→ **Work required**:
Reproduce each of the lines below character for character, with nothing added or left out.
** start of Extracted data **
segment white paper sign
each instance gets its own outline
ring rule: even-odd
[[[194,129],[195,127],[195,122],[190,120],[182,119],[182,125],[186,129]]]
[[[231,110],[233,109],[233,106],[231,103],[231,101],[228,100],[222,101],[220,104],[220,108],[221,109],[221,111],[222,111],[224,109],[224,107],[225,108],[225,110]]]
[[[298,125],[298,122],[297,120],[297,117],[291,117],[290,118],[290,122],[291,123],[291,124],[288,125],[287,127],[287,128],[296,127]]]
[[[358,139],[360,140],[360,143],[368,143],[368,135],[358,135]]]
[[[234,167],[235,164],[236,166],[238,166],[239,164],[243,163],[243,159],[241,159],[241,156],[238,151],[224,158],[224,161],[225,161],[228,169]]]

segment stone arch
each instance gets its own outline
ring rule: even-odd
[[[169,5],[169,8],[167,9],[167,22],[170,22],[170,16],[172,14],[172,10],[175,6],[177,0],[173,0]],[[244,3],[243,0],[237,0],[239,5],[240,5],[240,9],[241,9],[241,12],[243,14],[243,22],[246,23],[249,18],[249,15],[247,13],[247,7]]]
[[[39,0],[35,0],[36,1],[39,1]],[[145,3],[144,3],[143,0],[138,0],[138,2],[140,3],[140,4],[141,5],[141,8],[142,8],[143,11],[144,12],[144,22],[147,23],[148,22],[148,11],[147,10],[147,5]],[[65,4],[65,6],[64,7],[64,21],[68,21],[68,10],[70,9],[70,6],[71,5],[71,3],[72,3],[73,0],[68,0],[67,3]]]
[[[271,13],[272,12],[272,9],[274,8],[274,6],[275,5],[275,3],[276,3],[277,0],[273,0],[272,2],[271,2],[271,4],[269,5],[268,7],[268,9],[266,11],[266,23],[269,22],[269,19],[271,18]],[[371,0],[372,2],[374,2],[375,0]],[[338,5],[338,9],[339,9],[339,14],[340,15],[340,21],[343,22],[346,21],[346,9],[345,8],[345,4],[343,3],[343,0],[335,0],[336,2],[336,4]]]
** end of Extracted data **
→ **Answer to this problem**:
segment white paper sign
each instance gets its own outline
ring rule: even-odd
[[[194,129],[195,127],[195,122],[190,120],[182,119],[182,125],[186,129]]]
[[[231,110],[233,109],[233,106],[231,103],[231,101],[228,100],[222,101],[220,104],[220,108],[221,109],[221,111],[222,111],[224,109],[224,107],[225,108],[225,110]]]
[[[298,125],[298,122],[297,120],[297,117],[291,117],[290,118],[290,122],[291,123],[291,124],[288,125],[287,127],[287,128],[296,127]]]
[[[358,139],[360,140],[360,143],[368,143],[368,135],[358,135]]]
[[[234,167],[235,164],[236,166],[238,166],[239,164],[243,163],[243,159],[241,159],[241,156],[238,151],[224,158],[224,161],[225,161],[228,169]]]

segment stone arch
each instance gets its own outline
ring rule: even-odd
[[[169,5],[169,8],[167,9],[167,22],[170,22],[170,16],[172,14],[172,10],[175,6],[177,0],[173,0]],[[244,3],[243,0],[237,0],[239,5],[240,5],[240,9],[241,9],[241,12],[243,14],[243,22],[246,23],[249,18],[249,15],[247,13],[247,7]]]
[[[39,0],[35,0],[36,1],[39,1]],[[145,3],[144,3],[143,0],[138,0],[138,2],[140,3],[140,4],[141,5],[141,8],[142,8],[143,11],[144,12],[144,22],[147,23],[148,22],[148,11],[147,10],[147,5]],[[65,4],[65,6],[64,7],[64,21],[68,21],[68,10],[70,9],[70,6],[71,5],[71,3],[72,3],[73,0],[68,0],[67,3]]]
[[[271,13],[272,12],[272,9],[274,8],[274,6],[275,5],[275,3],[276,3],[277,0],[273,0],[272,2],[271,2],[271,4],[269,5],[268,7],[268,9],[266,11],[266,23],[269,22],[269,19],[271,18]],[[371,0],[372,2],[374,2],[375,0]],[[338,5],[338,9],[339,9],[339,14],[340,15],[340,21],[343,22],[346,21],[346,9],[345,8],[345,4],[343,3],[343,0],[335,0],[336,2],[336,4]]]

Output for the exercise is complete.